START Data supplied

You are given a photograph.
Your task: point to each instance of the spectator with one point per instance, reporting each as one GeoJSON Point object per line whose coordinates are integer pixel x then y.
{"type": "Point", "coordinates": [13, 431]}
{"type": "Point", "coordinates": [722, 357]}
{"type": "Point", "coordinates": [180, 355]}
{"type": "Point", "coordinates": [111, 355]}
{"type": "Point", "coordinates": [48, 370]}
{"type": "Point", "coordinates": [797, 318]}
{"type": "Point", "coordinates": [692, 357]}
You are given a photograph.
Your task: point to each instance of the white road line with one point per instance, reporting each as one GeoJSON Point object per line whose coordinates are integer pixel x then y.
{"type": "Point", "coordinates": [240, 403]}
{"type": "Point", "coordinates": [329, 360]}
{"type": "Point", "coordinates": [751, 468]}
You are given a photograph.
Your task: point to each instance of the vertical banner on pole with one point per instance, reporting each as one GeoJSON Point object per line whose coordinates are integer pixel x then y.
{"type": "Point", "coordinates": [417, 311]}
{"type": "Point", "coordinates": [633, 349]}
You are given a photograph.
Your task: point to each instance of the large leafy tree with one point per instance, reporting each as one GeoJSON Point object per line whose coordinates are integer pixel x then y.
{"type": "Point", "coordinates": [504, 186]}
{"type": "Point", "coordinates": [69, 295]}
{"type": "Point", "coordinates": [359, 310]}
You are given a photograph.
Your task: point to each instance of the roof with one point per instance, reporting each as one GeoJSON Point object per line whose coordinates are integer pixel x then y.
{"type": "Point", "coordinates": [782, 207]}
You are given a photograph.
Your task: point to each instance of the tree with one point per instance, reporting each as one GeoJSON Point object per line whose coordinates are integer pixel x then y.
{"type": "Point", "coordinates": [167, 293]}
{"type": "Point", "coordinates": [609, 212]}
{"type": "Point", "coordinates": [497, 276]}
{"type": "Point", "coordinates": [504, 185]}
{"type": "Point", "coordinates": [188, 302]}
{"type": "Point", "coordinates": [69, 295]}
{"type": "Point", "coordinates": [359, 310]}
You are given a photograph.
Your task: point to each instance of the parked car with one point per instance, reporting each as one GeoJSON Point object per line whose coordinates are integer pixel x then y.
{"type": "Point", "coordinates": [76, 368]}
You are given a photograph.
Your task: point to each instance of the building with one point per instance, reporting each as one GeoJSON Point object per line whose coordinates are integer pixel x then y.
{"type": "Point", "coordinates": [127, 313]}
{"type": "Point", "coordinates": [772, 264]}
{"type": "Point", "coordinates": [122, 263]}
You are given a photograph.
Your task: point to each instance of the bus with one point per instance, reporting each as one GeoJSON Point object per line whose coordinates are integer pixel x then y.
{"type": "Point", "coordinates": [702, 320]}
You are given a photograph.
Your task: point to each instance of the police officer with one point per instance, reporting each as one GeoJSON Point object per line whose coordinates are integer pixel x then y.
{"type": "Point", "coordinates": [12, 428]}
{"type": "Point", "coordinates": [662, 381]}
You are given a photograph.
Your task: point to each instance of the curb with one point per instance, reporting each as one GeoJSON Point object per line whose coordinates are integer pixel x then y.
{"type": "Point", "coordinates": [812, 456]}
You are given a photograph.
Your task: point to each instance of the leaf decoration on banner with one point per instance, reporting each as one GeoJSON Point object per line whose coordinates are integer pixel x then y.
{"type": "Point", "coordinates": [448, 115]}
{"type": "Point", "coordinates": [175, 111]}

END Data supplied

Word for word, quote all of the data above.

You are given a photograph.
Your task: point to each instance of the spectator with one point per instance, reporting each as one GeoJSON Point object per line whose coordinates are integer pixel x then y.
{"type": "Point", "coordinates": [13, 431]}
{"type": "Point", "coordinates": [722, 357]}
{"type": "Point", "coordinates": [180, 355]}
{"type": "Point", "coordinates": [111, 355]}
{"type": "Point", "coordinates": [48, 370]}
{"type": "Point", "coordinates": [797, 318]}
{"type": "Point", "coordinates": [692, 357]}
You are given a photograph.
Your task: point to each instance of the white road line with one point per instance, reporting each as one GeoJSON Point object per line whose coordinates are integer pixel x then y.
{"type": "Point", "coordinates": [240, 403]}
{"type": "Point", "coordinates": [329, 360]}
{"type": "Point", "coordinates": [751, 468]}
You are given a photograph.
Your task: point to each instance of the vertical banner on pole with one point per instance, reporting each as one GeoJSON Point object per line whose coordinates are integer pixel x then y.
{"type": "Point", "coordinates": [417, 311]}
{"type": "Point", "coordinates": [633, 349]}
You are given a photograph.
Your task: point to each instance of the large leafy tree with one point per instance, reporting each as one GeoJSON Point object per line whose coordinates are integer pixel x then y.
{"type": "Point", "coordinates": [504, 186]}
{"type": "Point", "coordinates": [69, 295]}
{"type": "Point", "coordinates": [359, 310]}
You are given a photograph.
Your task: point to each instance of the roof with one point per instance, reporting each as one GeoJSON Point object per line whose coordinates are integer pixel x then y.
{"type": "Point", "coordinates": [782, 207]}
You are given a photograph.
Your task: point to each instance of the tree with one point per instance, reporting each as one GeoJSON Point object per line whose coordinates are integer pixel x then y.
{"type": "Point", "coordinates": [167, 293]}
{"type": "Point", "coordinates": [609, 212]}
{"type": "Point", "coordinates": [497, 276]}
{"type": "Point", "coordinates": [504, 185]}
{"type": "Point", "coordinates": [188, 302]}
{"type": "Point", "coordinates": [69, 295]}
{"type": "Point", "coordinates": [359, 310]}
You are given a photograph.
Your task: point to each instance of the parked car with one point per instance, reporting each as one GeoJSON Point object per line whose coordinates are integer pixel x then y.
{"type": "Point", "coordinates": [76, 368]}
You are given a photograph.
Your task: point to each instance of the building with one point per instance, reporting each as one GeoJSON Point object per line whose coordinates are integer pixel x then y.
{"type": "Point", "coordinates": [127, 313]}
{"type": "Point", "coordinates": [772, 264]}
{"type": "Point", "coordinates": [122, 263]}
You are given a photograph.
Your task: point to each instance of the bus with one point per instance, reporting each as one GeoJSON Point object per line whose coordinates are integer pixel x then y.
{"type": "Point", "coordinates": [702, 320]}
You are given a photograph.
Your task: point to each instance of the police officer with one point per instance, reporting each as one GeoJSON Point object per line whose coordinates are integer pixel x then y.
{"type": "Point", "coordinates": [12, 428]}
{"type": "Point", "coordinates": [662, 381]}
You are given a photograph.
Your task: point to each instance of the curb with one point per instance, reporting each as one GeoJSON Point object per line whose coordinates are integer pixel x then y.
{"type": "Point", "coordinates": [812, 456]}
You are given a photograph.
Your task: point to each instance of the leaf decoration on banner with one point per instance, reporting each as one GeoJSON Point object per line whose coordinates are integer pixel x then y.
{"type": "Point", "coordinates": [448, 115]}
{"type": "Point", "coordinates": [175, 111]}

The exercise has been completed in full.